--- START Text block ---

# Moon lighting!!!



## statusracing (Oct 13, 2004)

has anyone ever tried a light that has moon light build is them because i just got a 60 gallon and want to get a light for it and since my rhom does like light i thoght i would get him a moon light for night time so i could see him at night??????? But there kind of expenceive!!!!

Let me know your feed back!!!THANKS


----------



## SpAzZy (Mar 30, 2004)

i don't have a real moonlight, but i have an extra hood strip that i put far away from the tank, and it shines just enough in the tank so i can see my p's at night time.. they're REALLY active at night.. my rhom at least.. it surprised me the first time i tried it. moonlights are really nice though, go for it. my friend has it on his tank.. it's a little dim though, my setup is maybe 2-3x brighter than his moonlight setup and i can see my fish pretty good. he sees more of a shadowed outline


----------



## Fresh (Feb 8, 2004)

search aquarium moonlights on ebay

like $40


----------



## elTwitcho (Jun 22, 2004)

Buying stuff you can make is crazy

here


----------



## ILLdose13 (Nov 25, 2004)

go here .. its WAAAAY cheaper!!







..

also if anyone wants the manual to build their own .. they dont have to buy it cuz i already bought it .. i could just send it







.. its a pdf file ..


----------



## ILLdose13 (Nov 25, 2004)

well it might not be way cheaper but its an alternative .. heres a pic showing what it shows to be like ..

View attachment 40689


----------



## Scrappy (Oct 21, 2004)

elTwitcho said:


> Buying stuff you can make is crazy
> 
> here
> [snapback]794827[/snapback]​


I think I'll try that this weekend if I have time. Thanks for the link.


illdose13 said:


> go here .. its WAAAAY cheaper!!
> 
> 
> 
> ...

--- END Text block ---
--- START Listed records ---

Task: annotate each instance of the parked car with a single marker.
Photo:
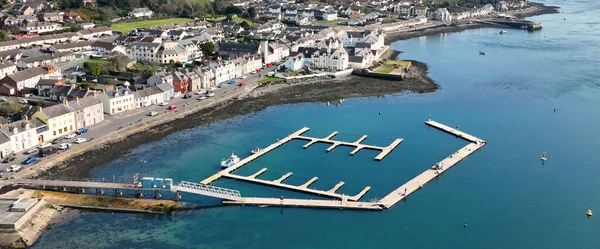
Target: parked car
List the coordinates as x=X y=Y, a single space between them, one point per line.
x=8 y=159
x=30 y=160
x=47 y=151
x=81 y=131
x=31 y=151
x=14 y=168
x=44 y=145
x=69 y=136
x=57 y=140
x=64 y=146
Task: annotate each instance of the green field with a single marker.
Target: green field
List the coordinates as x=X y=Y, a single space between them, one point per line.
x=384 y=70
x=269 y=79
x=126 y=27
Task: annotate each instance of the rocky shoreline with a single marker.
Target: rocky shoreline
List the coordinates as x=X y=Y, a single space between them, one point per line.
x=260 y=98
x=535 y=10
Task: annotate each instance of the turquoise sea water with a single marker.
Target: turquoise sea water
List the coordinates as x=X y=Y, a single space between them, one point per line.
x=506 y=196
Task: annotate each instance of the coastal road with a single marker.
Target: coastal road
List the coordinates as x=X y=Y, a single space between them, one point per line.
x=129 y=118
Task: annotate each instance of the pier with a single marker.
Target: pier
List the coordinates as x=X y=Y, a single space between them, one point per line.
x=277 y=202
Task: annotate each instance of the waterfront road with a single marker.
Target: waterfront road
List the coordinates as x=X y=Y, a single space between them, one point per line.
x=129 y=118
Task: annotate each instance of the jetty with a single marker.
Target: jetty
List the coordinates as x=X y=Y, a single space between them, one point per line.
x=312 y=140
x=278 y=202
x=442 y=166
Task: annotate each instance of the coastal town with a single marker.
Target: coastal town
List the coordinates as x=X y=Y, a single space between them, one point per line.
x=70 y=82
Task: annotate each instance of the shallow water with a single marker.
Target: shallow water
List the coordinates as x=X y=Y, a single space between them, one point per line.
x=507 y=197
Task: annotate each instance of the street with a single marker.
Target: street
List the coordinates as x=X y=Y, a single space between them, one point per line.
x=125 y=119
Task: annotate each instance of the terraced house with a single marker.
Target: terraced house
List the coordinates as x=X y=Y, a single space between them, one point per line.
x=60 y=120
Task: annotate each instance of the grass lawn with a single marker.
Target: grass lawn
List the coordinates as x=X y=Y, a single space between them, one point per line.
x=126 y=27
x=384 y=70
x=404 y=64
x=269 y=79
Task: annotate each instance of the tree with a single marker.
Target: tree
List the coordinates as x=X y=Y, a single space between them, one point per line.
x=245 y=25
x=9 y=108
x=3 y=35
x=252 y=12
x=207 y=48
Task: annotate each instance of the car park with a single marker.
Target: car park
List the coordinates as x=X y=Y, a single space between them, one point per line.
x=31 y=151
x=29 y=160
x=69 y=136
x=44 y=145
x=14 y=168
x=81 y=131
x=64 y=146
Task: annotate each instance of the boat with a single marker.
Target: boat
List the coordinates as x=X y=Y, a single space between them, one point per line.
x=255 y=150
x=232 y=160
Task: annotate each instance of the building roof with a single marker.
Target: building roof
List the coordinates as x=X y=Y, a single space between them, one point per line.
x=56 y=110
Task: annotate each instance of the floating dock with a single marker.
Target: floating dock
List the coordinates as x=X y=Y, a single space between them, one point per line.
x=416 y=183
x=276 y=202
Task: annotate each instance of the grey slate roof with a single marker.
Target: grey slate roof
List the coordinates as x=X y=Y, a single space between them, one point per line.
x=56 y=110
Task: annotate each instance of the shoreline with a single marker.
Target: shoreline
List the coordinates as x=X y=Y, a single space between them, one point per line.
x=80 y=164
x=259 y=99
x=536 y=9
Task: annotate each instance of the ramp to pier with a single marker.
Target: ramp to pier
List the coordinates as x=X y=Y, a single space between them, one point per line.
x=207 y=190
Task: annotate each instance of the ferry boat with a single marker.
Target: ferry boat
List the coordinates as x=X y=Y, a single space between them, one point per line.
x=232 y=160
x=255 y=150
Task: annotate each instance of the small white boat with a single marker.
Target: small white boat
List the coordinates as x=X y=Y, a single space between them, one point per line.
x=232 y=160
x=255 y=150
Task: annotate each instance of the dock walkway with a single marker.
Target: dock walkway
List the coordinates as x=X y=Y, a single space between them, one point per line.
x=276 y=202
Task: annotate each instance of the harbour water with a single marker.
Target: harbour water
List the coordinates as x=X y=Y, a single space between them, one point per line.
x=508 y=198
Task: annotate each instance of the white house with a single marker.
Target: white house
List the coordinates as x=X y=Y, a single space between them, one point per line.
x=223 y=71
x=148 y=96
x=294 y=62
x=22 y=135
x=141 y=12
x=117 y=101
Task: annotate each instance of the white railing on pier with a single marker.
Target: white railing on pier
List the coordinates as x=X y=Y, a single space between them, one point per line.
x=207 y=190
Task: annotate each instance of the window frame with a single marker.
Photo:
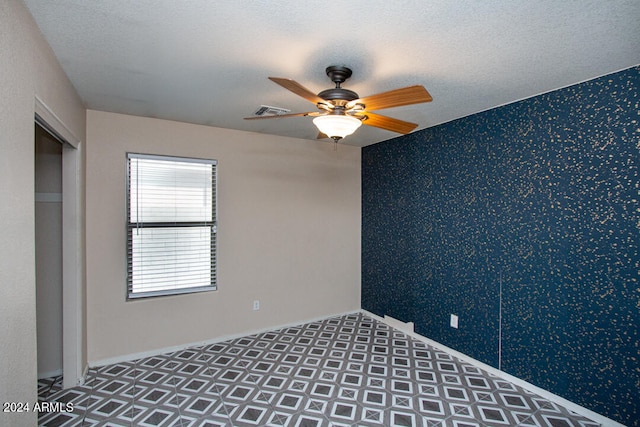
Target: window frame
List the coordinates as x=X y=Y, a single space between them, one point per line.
x=132 y=226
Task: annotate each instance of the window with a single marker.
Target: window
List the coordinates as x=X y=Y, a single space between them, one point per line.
x=171 y=225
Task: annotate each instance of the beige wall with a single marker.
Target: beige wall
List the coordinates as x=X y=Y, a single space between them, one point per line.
x=28 y=69
x=289 y=235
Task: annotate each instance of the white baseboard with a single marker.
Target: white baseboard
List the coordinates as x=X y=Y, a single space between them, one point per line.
x=166 y=350
x=50 y=374
x=574 y=407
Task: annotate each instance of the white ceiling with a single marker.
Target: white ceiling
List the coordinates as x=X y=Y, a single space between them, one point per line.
x=207 y=62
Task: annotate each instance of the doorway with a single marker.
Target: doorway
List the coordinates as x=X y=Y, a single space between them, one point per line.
x=48 y=234
x=70 y=202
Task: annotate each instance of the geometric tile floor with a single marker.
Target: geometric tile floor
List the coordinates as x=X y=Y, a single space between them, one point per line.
x=343 y=371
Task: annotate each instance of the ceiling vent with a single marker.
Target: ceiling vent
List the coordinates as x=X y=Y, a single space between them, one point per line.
x=266 y=110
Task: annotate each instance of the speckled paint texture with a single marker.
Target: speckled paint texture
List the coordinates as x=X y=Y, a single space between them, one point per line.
x=538 y=199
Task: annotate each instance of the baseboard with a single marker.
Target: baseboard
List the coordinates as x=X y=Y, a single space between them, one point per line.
x=157 y=352
x=51 y=374
x=574 y=407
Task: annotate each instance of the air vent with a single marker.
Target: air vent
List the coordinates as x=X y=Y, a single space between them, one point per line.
x=266 y=110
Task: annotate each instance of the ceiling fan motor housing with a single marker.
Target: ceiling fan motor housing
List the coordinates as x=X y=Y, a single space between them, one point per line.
x=338 y=75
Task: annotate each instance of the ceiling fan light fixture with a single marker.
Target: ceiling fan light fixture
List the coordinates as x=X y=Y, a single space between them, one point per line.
x=337 y=125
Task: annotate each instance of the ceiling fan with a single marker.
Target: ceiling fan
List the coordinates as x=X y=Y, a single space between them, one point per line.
x=342 y=111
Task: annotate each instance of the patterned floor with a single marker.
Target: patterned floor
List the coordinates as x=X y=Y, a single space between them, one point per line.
x=344 y=371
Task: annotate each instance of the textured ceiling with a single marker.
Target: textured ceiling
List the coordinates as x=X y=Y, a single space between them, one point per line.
x=207 y=62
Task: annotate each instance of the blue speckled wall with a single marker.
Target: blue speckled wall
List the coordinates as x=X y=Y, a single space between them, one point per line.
x=539 y=198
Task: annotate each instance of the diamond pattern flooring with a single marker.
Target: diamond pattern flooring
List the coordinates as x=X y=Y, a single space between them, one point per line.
x=343 y=371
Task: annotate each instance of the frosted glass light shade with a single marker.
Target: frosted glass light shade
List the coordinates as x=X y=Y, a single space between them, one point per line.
x=336 y=126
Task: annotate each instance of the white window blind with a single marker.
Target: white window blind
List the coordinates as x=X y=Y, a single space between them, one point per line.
x=171 y=227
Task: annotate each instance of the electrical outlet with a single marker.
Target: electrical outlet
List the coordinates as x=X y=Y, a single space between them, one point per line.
x=454 y=321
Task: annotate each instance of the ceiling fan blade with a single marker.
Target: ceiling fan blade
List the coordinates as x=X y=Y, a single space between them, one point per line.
x=298 y=89
x=394 y=98
x=283 y=116
x=388 y=123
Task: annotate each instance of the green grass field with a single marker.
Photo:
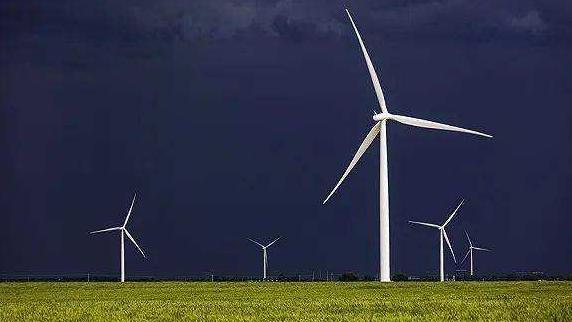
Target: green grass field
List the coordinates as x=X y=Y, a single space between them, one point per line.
x=255 y=301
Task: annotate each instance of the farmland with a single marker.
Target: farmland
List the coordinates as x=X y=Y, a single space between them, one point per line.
x=257 y=301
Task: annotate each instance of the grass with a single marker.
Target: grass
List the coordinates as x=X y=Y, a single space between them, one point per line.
x=255 y=301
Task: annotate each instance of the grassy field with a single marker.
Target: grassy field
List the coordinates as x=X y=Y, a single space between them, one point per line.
x=255 y=301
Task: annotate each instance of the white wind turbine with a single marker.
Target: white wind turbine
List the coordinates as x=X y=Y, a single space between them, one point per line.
x=470 y=251
x=442 y=234
x=380 y=128
x=124 y=232
x=264 y=256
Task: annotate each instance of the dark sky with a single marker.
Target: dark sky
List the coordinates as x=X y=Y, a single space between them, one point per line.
x=234 y=119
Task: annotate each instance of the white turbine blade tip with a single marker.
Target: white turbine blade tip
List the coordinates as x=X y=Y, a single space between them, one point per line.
x=371 y=135
x=105 y=230
x=434 y=125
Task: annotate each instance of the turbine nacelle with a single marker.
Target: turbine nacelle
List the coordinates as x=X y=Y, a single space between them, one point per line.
x=382 y=116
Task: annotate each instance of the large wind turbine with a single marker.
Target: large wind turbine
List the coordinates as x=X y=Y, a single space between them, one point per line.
x=470 y=252
x=124 y=232
x=380 y=128
x=442 y=234
x=264 y=256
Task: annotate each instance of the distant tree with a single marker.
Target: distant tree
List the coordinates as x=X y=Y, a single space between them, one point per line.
x=349 y=277
x=400 y=277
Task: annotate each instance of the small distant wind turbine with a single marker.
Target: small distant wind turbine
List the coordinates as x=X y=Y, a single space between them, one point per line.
x=442 y=234
x=265 y=256
x=381 y=119
x=470 y=252
x=124 y=232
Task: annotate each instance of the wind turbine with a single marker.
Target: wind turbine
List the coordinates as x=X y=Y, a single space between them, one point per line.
x=470 y=252
x=442 y=234
x=265 y=257
x=124 y=232
x=380 y=128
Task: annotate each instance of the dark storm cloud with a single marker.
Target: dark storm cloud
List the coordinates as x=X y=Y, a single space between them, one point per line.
x=290 y=19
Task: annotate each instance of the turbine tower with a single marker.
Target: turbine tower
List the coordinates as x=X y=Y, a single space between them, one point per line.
x=470 y=252
x=264 y=256
x=381 y=120
x=124 y=232
x=442 y=234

--- END Listed records ---

Pick up the aquarium moonlight thread after its last line and write the next part.

#### [Written answer]
I'd rather just pick that stuff up at Radioshack and skip the shipping.


----------



## carisma02uk (Aug 1, 2004)

elTwitcho said:


> Buying stuff you can make is crazy
> 
> here
> [snapback]794827[/snapback]​


my thoughts exactly EL. but i have read that a few true moon lights do actualy give off the exact same rays and frequency??????????? as the moon.
but my way of doing this would be to buy a cheap shaver light unit that you see in caravans or hotels and get some heat resistant glass paint and do it that way.
i am doin this on my 150gal when i get it.
as ranas dont like light i am just going to add two shaver units one blue one normal.


----------



## JAC (Jan 19, 2004)

illdose13 said:


> go here .. its WAAAAY cheaper!!
> 
> 
> 
> ...


 Do you have pics of yours? I ordered my kit a few weeks ago from there.


----------



## Judazzz (Jan 13, 2003)

*_Moved to Equipment Questions_*


----------



## rchan11 (May 6, 2004)

I use a GE flat panel nightlight as moonlight. It cost less than $4.00 energy consumption is 0.000008 watts. It casts a soft blue light to your tank. Hang it to the side of your tank with a small suction cup with a hook. I got everything at Walmart.


----------



## CHOMP (Nov 6, 2004)

Why don't you guys try the blue L.E.D. christmas lights. 
They're like 8 bucks and are weather resistant. Just coil and hang them up into the hood.


----------



## Fido (May 21, 2003)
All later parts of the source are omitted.